WHAT TO DO: Scan the listing below for "rail", then report every line that has it.
= = =
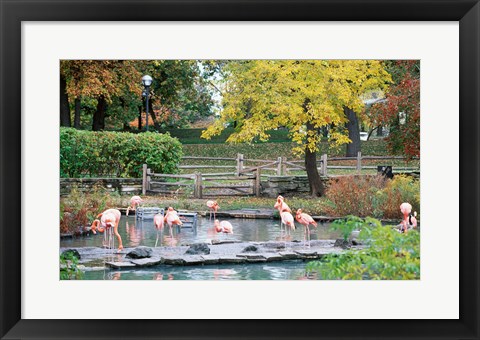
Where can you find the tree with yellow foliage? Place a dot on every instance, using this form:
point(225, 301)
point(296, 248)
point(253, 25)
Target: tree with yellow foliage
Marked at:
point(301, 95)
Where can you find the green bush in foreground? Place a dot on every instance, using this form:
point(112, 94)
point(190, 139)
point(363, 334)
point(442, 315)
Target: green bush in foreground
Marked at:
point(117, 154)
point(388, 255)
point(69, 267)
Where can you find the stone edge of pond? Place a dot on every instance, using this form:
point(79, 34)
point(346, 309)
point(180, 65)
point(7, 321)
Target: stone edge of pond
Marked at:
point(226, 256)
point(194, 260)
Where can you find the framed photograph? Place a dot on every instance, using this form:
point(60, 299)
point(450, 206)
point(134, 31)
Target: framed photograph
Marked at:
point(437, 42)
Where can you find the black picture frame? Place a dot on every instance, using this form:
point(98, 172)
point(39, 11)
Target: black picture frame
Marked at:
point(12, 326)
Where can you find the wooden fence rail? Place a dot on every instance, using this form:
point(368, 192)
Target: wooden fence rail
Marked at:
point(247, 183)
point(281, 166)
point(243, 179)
= = =
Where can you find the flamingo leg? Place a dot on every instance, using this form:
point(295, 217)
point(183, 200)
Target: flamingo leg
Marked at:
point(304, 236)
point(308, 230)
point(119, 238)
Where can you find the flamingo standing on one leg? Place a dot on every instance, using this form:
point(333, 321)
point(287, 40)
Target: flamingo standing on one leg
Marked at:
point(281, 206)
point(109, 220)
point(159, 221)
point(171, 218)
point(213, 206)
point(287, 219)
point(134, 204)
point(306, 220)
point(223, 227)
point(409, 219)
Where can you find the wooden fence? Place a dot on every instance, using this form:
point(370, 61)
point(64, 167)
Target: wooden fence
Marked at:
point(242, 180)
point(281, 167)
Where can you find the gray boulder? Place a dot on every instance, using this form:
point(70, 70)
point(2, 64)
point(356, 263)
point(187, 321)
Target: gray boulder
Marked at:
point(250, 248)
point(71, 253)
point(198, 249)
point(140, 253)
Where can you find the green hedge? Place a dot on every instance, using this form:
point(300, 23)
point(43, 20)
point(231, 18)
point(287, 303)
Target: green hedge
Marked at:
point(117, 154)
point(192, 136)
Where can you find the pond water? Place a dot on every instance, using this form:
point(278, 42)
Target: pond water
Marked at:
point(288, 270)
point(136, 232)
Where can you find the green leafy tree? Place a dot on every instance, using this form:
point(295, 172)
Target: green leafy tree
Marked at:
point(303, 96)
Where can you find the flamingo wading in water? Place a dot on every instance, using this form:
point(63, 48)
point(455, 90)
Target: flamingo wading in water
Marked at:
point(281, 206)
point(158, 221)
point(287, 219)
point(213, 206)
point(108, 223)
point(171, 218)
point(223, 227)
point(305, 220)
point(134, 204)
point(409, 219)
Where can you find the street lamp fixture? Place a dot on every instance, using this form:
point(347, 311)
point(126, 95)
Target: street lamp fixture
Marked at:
= = =
EXERCISE SOLUTION:
Where can you find the wooden fence rail? Place a dot on every instance, using this form:
Target: wooden fence rail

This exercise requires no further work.